Work instructions:
[1] Translate this sentence from the text on the Chernobyl Raion into Spanish: "The Pripyat River flows through the territory of the former raion before emptying into the Kyiv Reservoir."
[2] According to the text on the Chernobyl Raion, what were the raion's area and population before its liquidation?

The Chernobyl Raion was located in the northern portion of Kyiv Oblast, at the time an administrative portion of the Ukrainian Soviet Socialist Republic. To the raion's east, it bordered upon the Kyiv Reservoir; to its south, the Vyshhorod Raion; to its southwest, the Ivankiv Raion; and to its west, the Poliske Raion, significant portions of which also suffered due to the Chernobyl disaster.

Today, the territory of the former raion is administratively part of the Vyshhorod Raion (prior to the 2020 reform, it was part of the Ivankiv Raion). Prior to its liquidation, the Chernobyl Raion had an area of 2000 km2 and a population of 44,000. The Pripyat River flows through the territory of the former raion before emptying into the Kyiv Reservoir.

==History==
The Chernobyl Raion was established in 1923 out of transformation of Radomyslsky County and Chernobyl County (uyezds) which was created in 1919 within the Kyiv Governorate following an administrative reorganization of the Ukrainian Soviet Socialist Republic. From its creation in 1923 until 1941, its administrative center was the urban-type settlement of Chernobyl; after 1941, the settlement's status was upgraded to that of a city of district significance.

Listed entries:

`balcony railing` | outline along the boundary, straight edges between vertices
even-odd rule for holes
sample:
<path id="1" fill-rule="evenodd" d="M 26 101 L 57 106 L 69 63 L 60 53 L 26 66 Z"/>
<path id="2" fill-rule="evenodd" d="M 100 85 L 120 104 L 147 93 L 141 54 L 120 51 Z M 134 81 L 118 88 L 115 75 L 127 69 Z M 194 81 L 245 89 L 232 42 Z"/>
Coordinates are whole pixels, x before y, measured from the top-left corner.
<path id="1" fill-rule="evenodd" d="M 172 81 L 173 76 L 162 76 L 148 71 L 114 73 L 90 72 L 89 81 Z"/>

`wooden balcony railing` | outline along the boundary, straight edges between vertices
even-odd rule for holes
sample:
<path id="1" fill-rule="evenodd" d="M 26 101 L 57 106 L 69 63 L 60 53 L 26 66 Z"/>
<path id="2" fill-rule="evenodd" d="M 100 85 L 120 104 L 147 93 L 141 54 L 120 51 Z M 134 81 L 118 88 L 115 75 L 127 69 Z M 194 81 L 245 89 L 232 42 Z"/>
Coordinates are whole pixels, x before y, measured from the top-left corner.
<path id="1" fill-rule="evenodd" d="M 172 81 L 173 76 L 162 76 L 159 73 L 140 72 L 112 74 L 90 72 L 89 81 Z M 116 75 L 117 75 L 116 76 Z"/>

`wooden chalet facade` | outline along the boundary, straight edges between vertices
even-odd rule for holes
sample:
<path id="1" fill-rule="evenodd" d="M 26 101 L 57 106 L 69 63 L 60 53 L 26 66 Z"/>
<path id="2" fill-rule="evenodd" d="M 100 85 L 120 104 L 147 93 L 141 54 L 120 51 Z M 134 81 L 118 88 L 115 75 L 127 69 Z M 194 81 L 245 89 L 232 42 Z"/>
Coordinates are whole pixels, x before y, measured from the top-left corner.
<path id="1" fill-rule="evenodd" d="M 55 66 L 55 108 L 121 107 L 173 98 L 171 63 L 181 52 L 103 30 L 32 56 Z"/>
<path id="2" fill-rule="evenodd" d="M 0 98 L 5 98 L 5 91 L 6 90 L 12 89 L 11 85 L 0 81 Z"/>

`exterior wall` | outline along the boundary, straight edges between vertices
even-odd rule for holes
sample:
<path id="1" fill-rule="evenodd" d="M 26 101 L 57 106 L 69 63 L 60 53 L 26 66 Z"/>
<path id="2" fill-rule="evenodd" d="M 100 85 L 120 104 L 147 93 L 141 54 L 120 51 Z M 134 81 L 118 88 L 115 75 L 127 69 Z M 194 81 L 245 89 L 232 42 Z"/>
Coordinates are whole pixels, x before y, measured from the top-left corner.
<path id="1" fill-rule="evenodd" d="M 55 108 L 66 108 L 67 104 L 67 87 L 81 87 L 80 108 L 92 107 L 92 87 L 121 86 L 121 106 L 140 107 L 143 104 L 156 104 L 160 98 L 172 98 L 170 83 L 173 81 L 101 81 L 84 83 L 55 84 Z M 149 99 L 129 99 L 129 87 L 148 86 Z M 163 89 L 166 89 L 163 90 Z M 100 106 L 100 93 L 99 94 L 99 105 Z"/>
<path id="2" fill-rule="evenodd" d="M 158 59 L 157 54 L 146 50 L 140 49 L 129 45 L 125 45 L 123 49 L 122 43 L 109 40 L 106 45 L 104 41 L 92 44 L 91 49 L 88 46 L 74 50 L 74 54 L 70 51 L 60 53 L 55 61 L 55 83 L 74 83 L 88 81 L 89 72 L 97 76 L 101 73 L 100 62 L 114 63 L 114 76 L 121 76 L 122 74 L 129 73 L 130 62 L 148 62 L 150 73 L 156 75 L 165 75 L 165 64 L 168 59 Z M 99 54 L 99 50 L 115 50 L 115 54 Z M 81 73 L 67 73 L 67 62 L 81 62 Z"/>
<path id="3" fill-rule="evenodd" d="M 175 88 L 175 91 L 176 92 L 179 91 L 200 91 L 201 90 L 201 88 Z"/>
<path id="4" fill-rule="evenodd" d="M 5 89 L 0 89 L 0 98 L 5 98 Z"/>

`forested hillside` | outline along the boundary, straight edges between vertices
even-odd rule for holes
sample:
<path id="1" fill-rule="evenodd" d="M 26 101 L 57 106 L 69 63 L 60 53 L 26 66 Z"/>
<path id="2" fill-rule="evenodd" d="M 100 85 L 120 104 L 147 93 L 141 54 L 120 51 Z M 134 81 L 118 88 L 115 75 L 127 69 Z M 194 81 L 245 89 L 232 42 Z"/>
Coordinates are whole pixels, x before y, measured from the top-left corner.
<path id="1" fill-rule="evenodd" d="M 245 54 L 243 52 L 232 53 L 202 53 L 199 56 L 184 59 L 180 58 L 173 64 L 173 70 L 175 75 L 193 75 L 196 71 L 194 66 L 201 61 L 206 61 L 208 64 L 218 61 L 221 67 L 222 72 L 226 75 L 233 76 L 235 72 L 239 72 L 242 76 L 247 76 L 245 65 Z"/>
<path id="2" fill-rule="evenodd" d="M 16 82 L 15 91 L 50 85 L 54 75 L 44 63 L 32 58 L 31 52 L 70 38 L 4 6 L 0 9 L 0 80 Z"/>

Answers to the exercise:
[1] El río Prípiat atraviesa el territorio del antiguo raión antes de desembocar en el embalse de Kiev.

[2] It had an area of 2000 km2 and a population of 44,000.